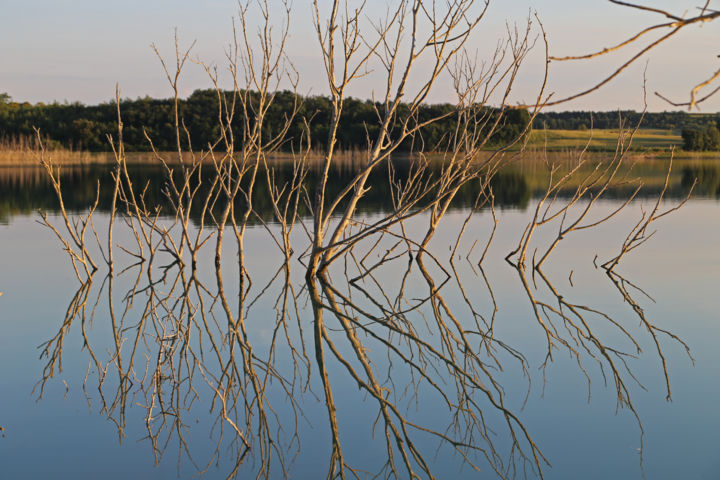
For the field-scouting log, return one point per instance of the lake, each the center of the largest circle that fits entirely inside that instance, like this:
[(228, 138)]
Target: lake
[(392, 365)]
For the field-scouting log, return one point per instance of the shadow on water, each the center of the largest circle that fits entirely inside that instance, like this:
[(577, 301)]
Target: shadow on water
[(24, 190), (387, 354)]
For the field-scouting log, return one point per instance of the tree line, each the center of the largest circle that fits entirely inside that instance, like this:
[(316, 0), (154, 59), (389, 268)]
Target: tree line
[(85, 127)]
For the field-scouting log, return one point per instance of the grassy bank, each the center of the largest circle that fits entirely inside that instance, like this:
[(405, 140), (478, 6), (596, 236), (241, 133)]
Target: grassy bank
[(646, 143), (652, 140)]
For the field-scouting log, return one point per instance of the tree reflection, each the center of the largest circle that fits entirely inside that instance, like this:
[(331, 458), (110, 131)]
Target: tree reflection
[(424, 354)]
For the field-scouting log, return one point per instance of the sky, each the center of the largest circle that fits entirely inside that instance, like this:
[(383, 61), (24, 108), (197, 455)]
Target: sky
[(78, 50)]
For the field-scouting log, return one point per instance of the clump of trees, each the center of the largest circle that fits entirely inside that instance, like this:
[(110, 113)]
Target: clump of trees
[(702, 139), (78, 126)]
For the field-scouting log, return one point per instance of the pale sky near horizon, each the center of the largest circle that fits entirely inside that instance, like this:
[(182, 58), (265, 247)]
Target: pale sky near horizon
[(77, 50)]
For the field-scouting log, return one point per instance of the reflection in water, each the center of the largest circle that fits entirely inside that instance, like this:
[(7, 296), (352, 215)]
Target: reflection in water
[(401, 358), (25, 190)]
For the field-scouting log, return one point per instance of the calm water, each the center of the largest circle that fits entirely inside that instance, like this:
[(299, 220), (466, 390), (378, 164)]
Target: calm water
[(123, 376)]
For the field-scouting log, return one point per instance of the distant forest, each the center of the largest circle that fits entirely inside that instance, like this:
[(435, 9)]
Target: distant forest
[(79, 126)]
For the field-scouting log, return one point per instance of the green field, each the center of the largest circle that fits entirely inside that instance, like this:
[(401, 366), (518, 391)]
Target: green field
[(644, 139)]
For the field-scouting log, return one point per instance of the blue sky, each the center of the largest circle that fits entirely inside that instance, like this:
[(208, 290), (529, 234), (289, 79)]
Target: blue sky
[(77, 50)]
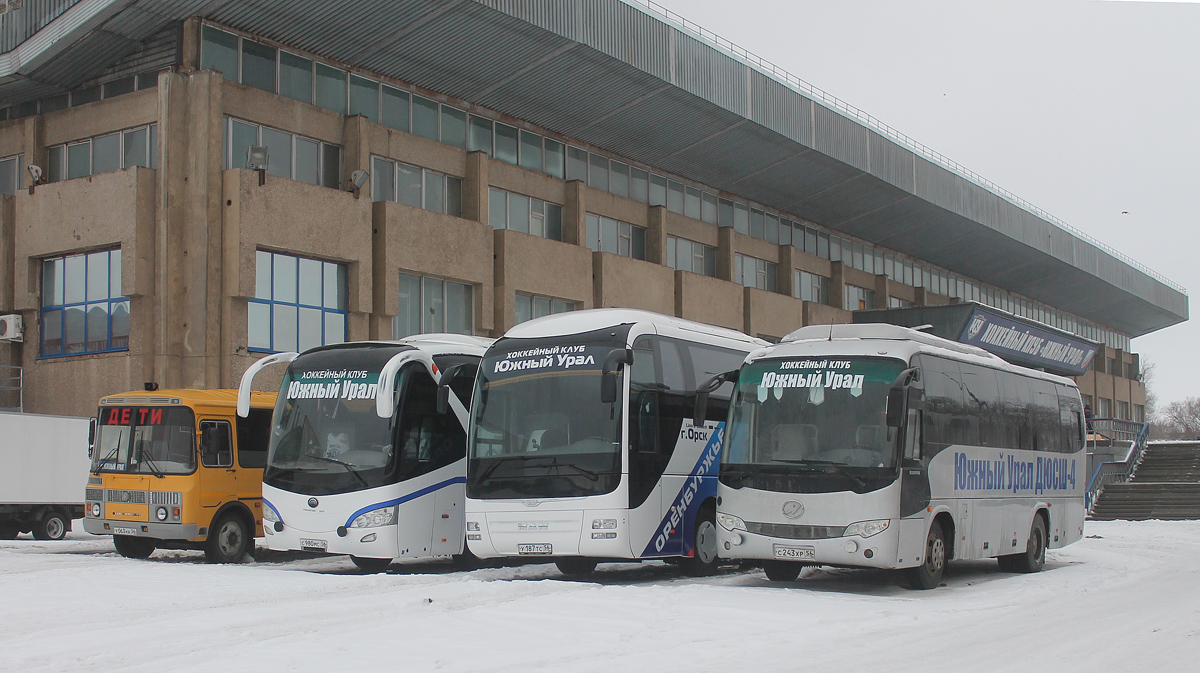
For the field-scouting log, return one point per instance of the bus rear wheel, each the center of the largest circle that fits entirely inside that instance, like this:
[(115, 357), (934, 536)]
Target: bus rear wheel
[(133, 547)]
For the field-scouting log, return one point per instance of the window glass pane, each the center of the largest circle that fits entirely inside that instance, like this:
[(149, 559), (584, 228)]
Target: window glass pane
[(505, 143), (395, 108), (219, 52), (280, 145), (307, 161), (531, 150), (365, 97), (408, 185), (556, 157), (295, 77), (454, 126), (135, 150), (285, 328), (258, 65), (519, 212), (285, 278), (480, 134), (330, 89)]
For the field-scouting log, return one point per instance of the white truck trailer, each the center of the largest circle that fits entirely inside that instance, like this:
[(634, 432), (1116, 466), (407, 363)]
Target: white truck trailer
[(43, 474)]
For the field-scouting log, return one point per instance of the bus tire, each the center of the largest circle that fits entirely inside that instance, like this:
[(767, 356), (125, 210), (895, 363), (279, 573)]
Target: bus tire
[(228, 540), (133, 547), (1035, 556), (703, 559), (53, 526), (371, 565), (929, 574), (783, 571), (575, 566)]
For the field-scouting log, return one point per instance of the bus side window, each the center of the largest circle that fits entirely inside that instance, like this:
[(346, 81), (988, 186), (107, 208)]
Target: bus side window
[(216, 444)]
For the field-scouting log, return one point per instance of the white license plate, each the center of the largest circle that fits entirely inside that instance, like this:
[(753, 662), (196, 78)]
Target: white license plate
[(540, 548), (797, 553)]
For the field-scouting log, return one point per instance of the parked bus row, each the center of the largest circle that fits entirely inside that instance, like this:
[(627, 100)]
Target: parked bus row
[(610, 434)]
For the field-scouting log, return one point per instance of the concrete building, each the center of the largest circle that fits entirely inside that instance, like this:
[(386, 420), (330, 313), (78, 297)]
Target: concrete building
[(466, 166)]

§ Do this
Reproduce all of the material with "field-scouting log" swapped for "site survey record" wherever it occurs, changing nothing else. Omit the pictures.

§ Solved problem
For the site survey record, return one point per instance of the lake, each the center of the largest circle that fits entirely inside that instance, like this:
[(228, 138)]
Target: lake
[(392, 365)]
For the site survey record, return one point per instance of the shadow on water, each the center of the largest circle that fits entirely inside that instance, like this:
[(577, 301)]
Target: shadow on water
[(24, 190), (387, 354)]
For the site survey record, return one point per instance of the tree line, each the center of the largest circle that fits entirely inside that instance, like this:
[(316, 0), (154, 59), (389, 268)]
Target: tree line
[(85, 127)]
For the site survey record, return one point per instance of the grassy bank, each the center of the largest circle that fits entirely inside that instance, like this:
[(405, 140), (478, 6), (596, 236), (241, 133)]
Target: grassy bank
[(646, 143), (652, 140)]
For the site survey record, return one point per instance of the tree reflection, each the center of the largest circle that fits entirely inside that instance, like this:
[(331, 458), (110, 131)]
Target: tree reflection
[(424, 354)]
For the site survey record, return one point per instance of the sky, each the center of the largest circle that fits entirely inside that instance, like this:
[(383, 61), (24, 108), (197, 455)]
Target: sky
[(78, 50)]
For the site survey record, return one point per instance of the clump of trees, each the center of the largest circle that fits entirely inside that instance, like this:
[(110, 113)]
Target: clump of trees
[(702, 139), (78, 126)]
For the site survey record, return one point per instance of the pale sky near horizon, each the center of the largest circle that fits entirely inside that instance, like this:
[(182, 58), (265, 247)]
Target: pale sky near horizon
[(77, 50)]
For the site survey record, return one point per instance of the reflection in water, each the center of the largest circle that fits entirely inside that instance, like this:
[(7, 296), (352, 215)]
Target: reflection in water
[(401, 358), (25, 190)]
For the site survey record, return one point per instance of the calm water, each the center of the largest circle that fits entirely inside that instance, like this:
[(299, 220), (466, 390), (378, 164)]
Target: calm water
[(123, 376)]
For the site survey record, return one point per instance of the distant forest, each the center of the largest circle that fits entirely inside that instance, like this:
[(435, 9)]
Target: distant forest
[(79, 126)]
For the site survey record, return one point per instance of the green field, each the center of the largest circle that fits entirely inside that instance, like this:
[(401, 366), (518, 391)]
Target: green field
[(644, 139)]
For the site survey record, return one point per instance of the blue sky, each the center of the largest circle that fits entirely inside that instance, like this:
[(208, 290), (529, 234), (289, 79)]
Target: blue sky
[(77, 50)]
For the site survey record, return one point per instance of the bus rear wheel, each the center of the largest circle that fits entirely inside that instance, like this:
[(115, 357), (934, 536)]
Target: bus rear wheel
[(133, 547)]
For the site survey record, return one point per instance of the window glass pane, each the center of the largest circle that fits entirely inside that instance, like this:
[(149, 559), (584, 228)]
Target: window glass pane
[(505, 143), (395, 108), (219, 52), (280, 145), (307, 161), (531, 150), (365, 97), (408, 185), (556, 157), (295, 77), (454, 126), (135, 150), (285, 328), (258, 65), (519, 212), (285, 278), (480, 134), (330, 89)]
For the site survey record, return one point per instance of the white truck trailer, each the center of the largest circle that fits entirely inside that instance, like this:
[(634, 432), (1116, 466), (407, 363)]
Target: white truck trailer
[(43, 474)]
For the site survey record, return one point per instance of the bus tire, each the center of the largest circle that fits entirely inside that instance, like this:
[(767, 356), (125, 210), (895, 363), (279, 573)]
Target: bus tire
[(228, 540), (133, 547), (1035, 556), (703, 559), (53, 526), (371, 565), (929, 574), (783, 571), (575, 566)]
For the site survey record, return one point per instance of the bus side window, each the center of the largest circle that fits entirely inside that instance, like this:
[(346, 81), (988, 186), (107, 208)]
Target: bus side window
[(216, 444)]
For the site survey record, return one point per instance of the white license plate, each the center of the largest circle that fits entirely inside that instance, like this:
[(753, 662), (196, 78)]
Target: white license plate
[(540, 548), (797, 553)]
For the site survey record, return one point per instance of the parked bus row, each the center of the largest circle that fits entirely inside that instance, like this:
[(627, 100)]
Target: parked bus row
[(610, 434)]
For the site survey record, return one point per instance of the concrete building, each the center of the largest circle that fits entirely inside that instance, like this:
[(386, 420), (330, 313), (78, 297)]
Target: concrete building
[(466, 166)]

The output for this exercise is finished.